TEXTAUSZUG:
────────

Heinrich Bölls Roman erschien 1974 auf dem Höhepunkt des RAF-Terrors. Die Titelheldin Katharina Blum schläft mit einem Mann, der fälschlich des Terrorismus verdächtigt wird. Die Boulevardpresse greift den Fall auf und zerstört systematisch Blums Ruf, bis diese schließlich den verantwortlichen Journalisten erschießt. Hintergrund des Romans bildeten die Erfahrungen von Böll und seinem Sohn Raimund mit der Berichterstattung der Bild-Zeitung. Bastian Kraft dramatisiert den Roman nun am Schauspiel Köln.
engels: Herr Kraft, Sie haben gerade Thomas Manns Roman „Die Buddenbrooks“ auf die Bühne gebracht. Außerdem laufen von Ihnen derzeit auch Dramatisierungen von Manns „Zauberberg“ und Oscar Wildes „Dorian Gray“. Was interessiert Sie an der Dramatisierung epischer Texte?
Bastian Kraft: Es ist in jedem spezifischen Fall eine neue Entscheidung, auch weil die Inszenierungen ganz unterschiedliche Formen annehmen. Aus den „Buddenbrooks“ ist ein recht klassisches Theaterstück geworden, dessen Szenen über Dialoge erzählt werden. Und diese Dialoge stehen bereits im Roman, der über weite Strecken wie ein Theaterstück geschrieben ist. In „Katharina Blum“ gibt es dagegen wenig Dialoge oder theateraffine Texte. Und da stellt sich tatsächlich die Frage, welche spezifische Form wir dafür finden. Dieses Erfinden der Form sowie die Art und Weise, wie das auf der Bühne aussieht, ist ein sehr aufregender Prozess. Darüber hinaus bin ich oft inhaltlich stärker zu Romanen hingezogen, weil da die die Psychologie der Figuren aus der Innenperspektive beschrieben wird. Und diese inneren Vorgänge auf der Bühne erlebbar zu machen, ist einen tolle Herausforderung.

────────

DATENAUSZUG:
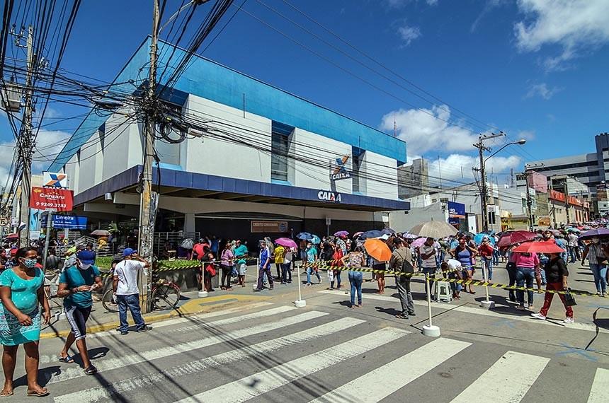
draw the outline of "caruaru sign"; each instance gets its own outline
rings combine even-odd
[[[317,193],[317,199],[324,202],[334,202],[334,203],[341,202],[341,194],[334,193],[334,192],[327,192],[326,190],[320,190]]]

────────

GESTELLTE AUFGABE A:
Schreiben Sie den Textauszug ab, beginnend mit „engels: Herr Kraft, Sie“ und endend mit „Dramatisierung epischer Texte?“.
GESTELLTE AUFGABE B:
Nennen Sie alle Werktitel, die im Textauszug in Anführungszeichen stehen.
Die Daten spielen hierbei keine Rolle.

SCHRIFTLICHE ANTWORT A:
engels: Herr Kraft, Sie haben gerade Thomas Manns Roman „Die Buddenbrooks“ auf die Bühne gebracht. Außerdem laufen von Ihnen derzeit auch Dramatisierungen von Manns „Zauberberg“ und Oscar Wildes „Dorian Gray“. Was interessiert Sie an der Dramatisierung epischer Texte?

SCHRIFTLICHE ANTWORT B:
„Die Buddenbrooks“, „Zauberberg“, „Dorian Gray“, „Katharina Blum“